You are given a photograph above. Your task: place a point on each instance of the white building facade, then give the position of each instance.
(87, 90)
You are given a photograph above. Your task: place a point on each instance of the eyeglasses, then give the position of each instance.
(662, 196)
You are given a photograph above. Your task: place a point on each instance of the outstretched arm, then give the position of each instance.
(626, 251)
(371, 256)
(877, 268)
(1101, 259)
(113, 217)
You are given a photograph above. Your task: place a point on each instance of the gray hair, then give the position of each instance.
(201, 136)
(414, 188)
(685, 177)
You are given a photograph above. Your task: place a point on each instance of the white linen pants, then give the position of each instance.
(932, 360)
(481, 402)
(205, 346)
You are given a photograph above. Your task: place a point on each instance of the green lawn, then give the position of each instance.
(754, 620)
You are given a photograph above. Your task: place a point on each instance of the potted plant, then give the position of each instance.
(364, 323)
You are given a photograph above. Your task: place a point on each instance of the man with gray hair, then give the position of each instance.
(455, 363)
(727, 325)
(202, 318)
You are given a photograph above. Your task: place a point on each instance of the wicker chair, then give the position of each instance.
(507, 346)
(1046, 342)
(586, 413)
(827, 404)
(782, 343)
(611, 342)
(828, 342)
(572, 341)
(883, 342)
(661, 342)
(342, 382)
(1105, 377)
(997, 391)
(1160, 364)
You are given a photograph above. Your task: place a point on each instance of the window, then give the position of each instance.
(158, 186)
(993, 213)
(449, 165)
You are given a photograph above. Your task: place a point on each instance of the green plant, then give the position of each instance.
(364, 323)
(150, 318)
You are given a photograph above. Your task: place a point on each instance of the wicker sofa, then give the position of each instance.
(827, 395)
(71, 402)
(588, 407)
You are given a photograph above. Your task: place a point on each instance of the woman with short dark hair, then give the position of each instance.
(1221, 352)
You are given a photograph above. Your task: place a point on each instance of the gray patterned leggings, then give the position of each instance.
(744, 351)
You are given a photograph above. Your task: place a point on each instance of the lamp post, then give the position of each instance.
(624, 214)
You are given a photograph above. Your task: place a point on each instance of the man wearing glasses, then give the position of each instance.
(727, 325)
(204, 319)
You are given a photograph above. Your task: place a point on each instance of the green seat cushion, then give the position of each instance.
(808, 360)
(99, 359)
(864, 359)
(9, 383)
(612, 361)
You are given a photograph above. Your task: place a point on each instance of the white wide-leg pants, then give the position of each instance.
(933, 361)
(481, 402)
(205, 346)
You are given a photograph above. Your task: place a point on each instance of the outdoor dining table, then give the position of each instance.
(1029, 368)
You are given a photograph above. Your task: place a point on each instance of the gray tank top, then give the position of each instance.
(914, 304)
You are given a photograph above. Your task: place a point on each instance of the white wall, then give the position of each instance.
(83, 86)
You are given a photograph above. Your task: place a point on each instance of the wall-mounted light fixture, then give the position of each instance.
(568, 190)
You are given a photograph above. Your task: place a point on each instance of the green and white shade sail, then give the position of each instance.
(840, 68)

** WHAT TO PRODUCE **
Render the lines above as a JSON list of strings, one string per line, and leave out any blank lines.

** RESULT **
[
  "You are given a photograph above. Your task: place a point on each instance of the white building facade, then give the position of each instance.",
  "(87, 90)",
  "You are given a photograph above. Your task: place a point on each instance of the eyeglasses, then give the position of each instance.",
  "(662, 196)",
  "You are given a photograph above. Your task: place a point on each instance of the outstretched arm, then give the position of each instance.",
  "(626, 251)",
  "(371, 256)",
  "(877, 268)",
  "(1101, 259)",
  "(113, 217)",
  "You are given a photograph above. Your task: place a point on each instance of the gray hair, then give the position of each instance.",
  "(201, 136)",
  "(414, 188)",
  "(685, 177)",
  "You are given a photograph above. Your task: place a point on each instance of the white linen pants, then give the position of each instance.",
  "(932, 360)",
  "(481, 402)",
  "(205, 346)",
  "You are given a photograph above. Your task: place a point on each instance of the green lawn, then give the position of each instance.",
  "(754, 620)",
  "You are given a photograph above. Your task: place a point on each instance of the potted plant, then give the position of each instance.",
  "(364, 323)",
  "You are given a photograph above. Your task: place a point on each instance of the man with gray hair, then give the position of each instance.",
  "(455, 363)",
  "(727, 325)",
  "(202, 318)",
  "You are given a photograph above. Your task: place a point on each instance of the wicker chair, then give the position of each instance.",
  "(507, 346)",
  "(1046, 342)",
  "(586, 413)",
  "(827, 404)",
  "(782, 343)",
  "(611, 342)",
  "(828, 342)",
  "(572, 341)",
  "(883, 342)",
  "(661, 342)",
  "(342, 382)",
  "(1105, 377)",
  "(997, 391)",
  "(1160, 364)",
  "You are given a photograph above. Your task: place a point on each instance of the window, then give the position of each instance.",
  "(158, 186)",
  "(993, 213)",
  "(449, 165)",
  "You are given a photograph above. Your task: place a point on each instance of the green plant, then give the position of each instance.",
  "(364, 323)",
  "(150, 318)",
  "You are given a photograph above. Your task: place a point on each instance of the wicker sofa, then give the position of each instance.",
  "(827, 395)",
  "(71, 402)",
  "(588, 407)",
  "You are given a photograph above. Your task: place a point on each instance of the woman with short dark hair, then give the position of each instance.",
  "(1221, 352)",
  "You are given a photograph above. Your task: place a point on each instance of the gray patterned leggings, then give the position of each instance.",
  "(744, 351)",
  "You are given a photograph above. Your task: place a point on each instance of the lamp post, then give the position of each instance.",
  "(624, 214)",
  "You are given a photograph above. Your task: place a point on each instance of the man wearing glasses, then give the position of each instance.",
  "(727, 325)",
  "(204, 319)",
  "You are given a photograph above. Your task: place a point on each instance of the green seat cushion, then give the position of each instance.",
  "(808, 360)",
  "(99, 359)",
  "(864, 359)",
  "(9, 383)",
  "(612, 361)",
  "You are given a photograph above. Your task: place a point on each instance of the white wide-leg pants, then give the position of each instance.",
  "(933, 361)",
  "(481, 402)",
  "(205, 346)",
  "You are given a photograph above. Your task: place a point on each instance of the outdoor dining table, then give the position of each instance.",
  "(1029, 368)",
  "You are given a photograph above. Your task: place a point on each instance of the gray tank top, then give the position of each instance.",
  "(914, 304)",
  "You are given a photograph above. Your task: place a point on each instance of the white wall, then give the position of each instance.",
  "(83, 86)",
  "You are given a photograph above. Your task: place a point on each instance of the wall-mounted light fixture, then give the position of each instance.",
  "(568, 190)",
  "You are given a photograph above. Your task: place a point on each instance of the green and white shade sail, then give the position of each instance.",
  "(840, 68)"
]